**What to do:** Copy out, unchanged, the stretch of rows from the one containing "marigold flower</item>, your assistance would be valued." through the last row.

**The input:**
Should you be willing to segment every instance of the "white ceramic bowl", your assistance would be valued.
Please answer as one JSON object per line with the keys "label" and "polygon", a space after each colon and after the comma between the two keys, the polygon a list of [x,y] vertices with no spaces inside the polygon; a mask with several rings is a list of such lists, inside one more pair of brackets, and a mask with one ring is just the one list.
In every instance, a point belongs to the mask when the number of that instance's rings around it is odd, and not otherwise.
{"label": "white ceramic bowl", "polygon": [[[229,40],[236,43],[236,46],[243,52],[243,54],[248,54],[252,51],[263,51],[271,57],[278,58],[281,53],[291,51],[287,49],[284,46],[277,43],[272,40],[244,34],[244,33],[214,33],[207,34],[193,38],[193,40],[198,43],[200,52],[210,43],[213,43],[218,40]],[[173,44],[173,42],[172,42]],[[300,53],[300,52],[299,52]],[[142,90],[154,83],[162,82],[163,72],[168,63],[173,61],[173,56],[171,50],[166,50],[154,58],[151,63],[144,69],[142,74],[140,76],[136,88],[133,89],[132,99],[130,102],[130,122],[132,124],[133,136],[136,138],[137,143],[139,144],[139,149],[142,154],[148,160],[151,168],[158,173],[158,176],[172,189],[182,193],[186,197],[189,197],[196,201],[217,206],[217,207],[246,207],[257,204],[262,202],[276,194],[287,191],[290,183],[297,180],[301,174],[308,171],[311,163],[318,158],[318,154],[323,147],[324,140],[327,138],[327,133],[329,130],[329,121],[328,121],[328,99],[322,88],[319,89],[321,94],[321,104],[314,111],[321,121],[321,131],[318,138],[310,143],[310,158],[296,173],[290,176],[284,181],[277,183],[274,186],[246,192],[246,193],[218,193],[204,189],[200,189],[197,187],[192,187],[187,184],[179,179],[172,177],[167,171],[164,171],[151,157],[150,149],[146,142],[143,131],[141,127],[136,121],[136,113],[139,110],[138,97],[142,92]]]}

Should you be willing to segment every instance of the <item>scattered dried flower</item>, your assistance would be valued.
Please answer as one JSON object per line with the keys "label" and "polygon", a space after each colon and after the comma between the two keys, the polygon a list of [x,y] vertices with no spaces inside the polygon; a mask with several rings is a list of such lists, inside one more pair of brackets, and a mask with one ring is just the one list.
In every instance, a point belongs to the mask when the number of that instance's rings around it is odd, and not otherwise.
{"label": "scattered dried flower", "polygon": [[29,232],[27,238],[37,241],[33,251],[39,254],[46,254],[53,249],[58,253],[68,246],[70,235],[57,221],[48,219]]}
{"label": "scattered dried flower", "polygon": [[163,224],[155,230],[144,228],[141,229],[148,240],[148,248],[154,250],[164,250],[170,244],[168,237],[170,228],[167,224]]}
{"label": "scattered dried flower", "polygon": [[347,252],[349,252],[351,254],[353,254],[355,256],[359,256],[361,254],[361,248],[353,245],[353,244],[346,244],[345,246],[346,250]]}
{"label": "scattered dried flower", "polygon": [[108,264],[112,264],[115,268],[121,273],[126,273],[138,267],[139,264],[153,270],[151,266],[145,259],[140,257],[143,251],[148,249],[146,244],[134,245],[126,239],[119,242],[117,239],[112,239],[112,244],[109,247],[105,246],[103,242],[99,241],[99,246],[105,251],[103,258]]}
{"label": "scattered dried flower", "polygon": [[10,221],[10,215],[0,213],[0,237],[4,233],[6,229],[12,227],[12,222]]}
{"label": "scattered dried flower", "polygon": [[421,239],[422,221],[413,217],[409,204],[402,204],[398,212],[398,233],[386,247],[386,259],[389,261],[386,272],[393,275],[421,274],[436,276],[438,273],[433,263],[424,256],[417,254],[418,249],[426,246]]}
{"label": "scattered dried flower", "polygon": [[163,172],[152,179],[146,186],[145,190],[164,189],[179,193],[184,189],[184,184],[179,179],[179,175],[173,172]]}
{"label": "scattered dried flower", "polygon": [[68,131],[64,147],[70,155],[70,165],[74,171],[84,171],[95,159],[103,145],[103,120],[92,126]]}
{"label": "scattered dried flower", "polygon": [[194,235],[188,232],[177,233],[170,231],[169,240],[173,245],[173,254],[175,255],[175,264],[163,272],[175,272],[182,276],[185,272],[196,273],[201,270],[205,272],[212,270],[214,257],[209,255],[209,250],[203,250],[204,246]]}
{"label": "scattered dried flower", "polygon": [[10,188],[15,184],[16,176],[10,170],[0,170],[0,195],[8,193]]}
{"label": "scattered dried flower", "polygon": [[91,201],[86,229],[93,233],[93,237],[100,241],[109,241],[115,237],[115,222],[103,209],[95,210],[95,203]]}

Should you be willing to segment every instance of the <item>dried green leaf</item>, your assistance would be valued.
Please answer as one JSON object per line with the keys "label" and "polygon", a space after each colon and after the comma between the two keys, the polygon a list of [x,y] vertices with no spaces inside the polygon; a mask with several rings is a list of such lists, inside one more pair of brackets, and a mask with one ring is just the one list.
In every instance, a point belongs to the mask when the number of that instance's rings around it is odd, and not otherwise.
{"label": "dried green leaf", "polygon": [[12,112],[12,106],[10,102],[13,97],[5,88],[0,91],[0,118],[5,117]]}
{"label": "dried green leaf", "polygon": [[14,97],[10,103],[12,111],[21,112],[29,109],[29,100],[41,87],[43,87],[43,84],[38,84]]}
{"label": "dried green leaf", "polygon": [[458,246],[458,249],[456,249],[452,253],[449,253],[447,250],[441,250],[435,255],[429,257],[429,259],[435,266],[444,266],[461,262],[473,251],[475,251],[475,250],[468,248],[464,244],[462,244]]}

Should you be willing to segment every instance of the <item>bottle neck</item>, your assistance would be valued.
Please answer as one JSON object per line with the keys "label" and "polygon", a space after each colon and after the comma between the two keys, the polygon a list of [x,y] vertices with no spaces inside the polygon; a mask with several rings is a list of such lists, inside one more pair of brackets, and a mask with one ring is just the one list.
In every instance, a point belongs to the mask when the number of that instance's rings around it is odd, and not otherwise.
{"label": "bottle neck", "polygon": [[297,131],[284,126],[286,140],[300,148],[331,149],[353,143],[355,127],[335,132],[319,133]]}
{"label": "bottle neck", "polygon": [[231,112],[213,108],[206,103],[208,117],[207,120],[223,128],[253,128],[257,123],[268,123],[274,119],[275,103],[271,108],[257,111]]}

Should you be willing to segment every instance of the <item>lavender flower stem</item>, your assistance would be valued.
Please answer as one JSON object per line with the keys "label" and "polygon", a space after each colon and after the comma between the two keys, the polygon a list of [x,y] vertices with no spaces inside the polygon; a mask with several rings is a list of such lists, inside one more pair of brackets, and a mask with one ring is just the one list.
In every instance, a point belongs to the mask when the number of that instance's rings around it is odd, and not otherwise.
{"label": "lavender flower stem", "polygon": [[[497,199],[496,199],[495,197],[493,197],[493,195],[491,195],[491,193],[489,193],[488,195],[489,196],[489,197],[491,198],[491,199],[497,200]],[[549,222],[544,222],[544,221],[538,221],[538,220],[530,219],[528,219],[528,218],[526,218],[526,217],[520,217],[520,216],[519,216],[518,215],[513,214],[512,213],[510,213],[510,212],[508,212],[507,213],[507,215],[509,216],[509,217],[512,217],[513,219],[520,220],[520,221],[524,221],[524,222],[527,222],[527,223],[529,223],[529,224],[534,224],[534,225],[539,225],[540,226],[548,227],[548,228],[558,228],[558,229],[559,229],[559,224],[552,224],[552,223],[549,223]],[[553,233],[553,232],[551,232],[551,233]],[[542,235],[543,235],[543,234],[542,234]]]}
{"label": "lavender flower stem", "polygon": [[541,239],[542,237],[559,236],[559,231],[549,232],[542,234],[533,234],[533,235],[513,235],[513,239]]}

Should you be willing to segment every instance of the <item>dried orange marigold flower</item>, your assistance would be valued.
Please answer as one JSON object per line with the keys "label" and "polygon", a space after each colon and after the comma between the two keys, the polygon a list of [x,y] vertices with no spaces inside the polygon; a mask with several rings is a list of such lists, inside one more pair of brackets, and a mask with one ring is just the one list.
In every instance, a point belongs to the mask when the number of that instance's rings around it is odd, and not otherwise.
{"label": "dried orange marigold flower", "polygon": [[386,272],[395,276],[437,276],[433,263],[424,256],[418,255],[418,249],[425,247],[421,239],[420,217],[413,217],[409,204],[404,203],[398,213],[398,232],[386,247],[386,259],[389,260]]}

**Result:**
Should you be willing to segment every instance of the <item>dried orange marigold flower</item>, your assistance would be valued.
Please answer as one JSON object per line with the keys "label" and "polygon", a space after each colon and after the comma between the two keys, the polygon a list of [x,y] vertices with no spaces inside the polygon; a mask with several rings is a list of such lists, inside one more pair of brackets, and a mask with one ring is just the one list.
In every instance, a point belongs to the mask when the number of that instance's rings around it is odd, and not otherwise.
{"label": "dried orange marigold flower", "polygon": [[386,272],[395,276],[437,276],[433,263],[424,256],[418,255],[418,249],[425,247],[421,239],[420,217],[413,217],[409,204],[404,203],[398,213],[398,232],[386,247],[386,259],[389,260]]}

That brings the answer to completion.